** Start of Supplied passage **

What are the main differences between the music you released as Lasha Chapel and what you release now as Tamada?

As Tamada I’m able to play with my cultural background freely and honestly. Through honesty we find true success.

Tell us about how you blend traditional and contemporary elements in your music.

I was waiting for an artist to create music that blended traditional Georgian music with contemporary music, but they never came along. Well, a few did, but they never pushed the genre in the way I imagined. I wanted something more, something radical. I began thinking to myself ‘Why am I waiting for someone else to do this when I could do it myself?’

“My songs offer a sense of freedom and provide space for everyone. They promote respect.”

What does being radical mean to you?

To me, being radical means not being shy or afraid. I could tell that other artists were hesitant while trying to mix alternative music with Georgian folk. Something was stopping them, perhaps it was fear. I wanted to hear something that was fully free and honest, for someone to give 100 percent.

For nearly a decade you lived between Latvia and Germany. How has your time bouncing between these two regions influenced your music style? 

Latvia was where I first began experimenting with electronic music and where I first began performing. I’m grateful for my time there because of the people I met who believed in me; because of them I was able to go on to perform in Berlin.

Berlin gave me a lot. Music was everywhere and I was constantly inspired wherever I went. If I was going to eat a kebab, for instance, I would hear Turkish music playing with electronic mashups. This made me question why a Georgian artist hadn’t done the same. These experiences pushed me to create.

The lyrics in your music touch on religion and the socio-political temperament in Georgia. Do you consider your music to be a safe way to talk about otherwise difficult topics?

It can be. My lyrics are poetic, and not everyone grasps their message on the first listen. To me, that’s what makes them beautiful. In Georgia there is a strong divide—people are ultra-conservative or ultra-liberal. This leads to conflict. My songs offer a sense of freedom and provide space for everyone. They promote respect.

** End of Supplied passage **
** Start of The records **

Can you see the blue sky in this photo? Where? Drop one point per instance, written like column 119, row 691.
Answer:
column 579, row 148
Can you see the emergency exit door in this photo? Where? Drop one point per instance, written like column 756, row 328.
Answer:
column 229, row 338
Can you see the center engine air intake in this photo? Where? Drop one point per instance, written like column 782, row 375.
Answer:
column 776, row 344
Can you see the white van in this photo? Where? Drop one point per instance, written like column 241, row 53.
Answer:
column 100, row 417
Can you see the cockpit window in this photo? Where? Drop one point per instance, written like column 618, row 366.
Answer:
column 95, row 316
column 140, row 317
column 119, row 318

** End of The records **

**Direction A**
Please pick out each line of the entries that contains the string "column".
**Direction B**
Write what comes next in the interview about Tamada's music, picking up right after its final sentence.

**Right answer A**
Can you see the blue sky in this photo? Where? Drop one point per instance, written like column 119, row 691.
column 579, row 148
Can you see the emergency exit door in this photo? Where? Drop one point per instance, written like column 756, row 328.
column 229, row 338
Can you see the center engine air intake in this photo? Where? Drop one point per instance, written like column 782, row 375.
column 776, row 344
Can you see the white van in this photo? Where? Drop one point per instance, written like column 241, row 53.
column 100, row 417
Can you see the cockpit window in this photo? Where? Drop one point per instance, written like column 618, row 366.
column 95, row 316
column 140, row 317
column 119, row 318

**Right answer B**
Tell us about the song you performed for COLORS.

It’s a sarcastic love song. It’s about that type of love you have for someone who ends up feeling more like a sibling than a lover. The title of the song, ‘Dao’, has a double meaning. It directly translates to ‘sister’, but is also a reference to the Doa philosophy of harmony. The track has a humorous take on love.

“Everyone should know that they are important. No one deserves to be disrespected because of their beliefs.”

What can we expect from your next album?

This upcoming album was originally supposed to be released in July 2023, and then again in November, but because of the ongoing wars in Ukraine and in Gaza I didn’t have the will to promote new music.

The album’s message is unification. It promotes anti-segregation, anti-hate, and focuses on the opposing political sectors in Georgia. The tracks all strive to unify the conservatives and liberals here, and to show them how they’re both necessary for our society to function. Everyone should know that they are important. No one deserves to be disrespected because of their beliefs.

If you could send one message to our audience right now, what would it be? 

Move with respect. Whether you know someone or not, approach them with respect. Without respect there is no freedom, today and always.

Tamada is a Georgia-based artist whose A COLORS SHOW was released on the 26th February 2024. You can watch the full performance on our YouTube channel.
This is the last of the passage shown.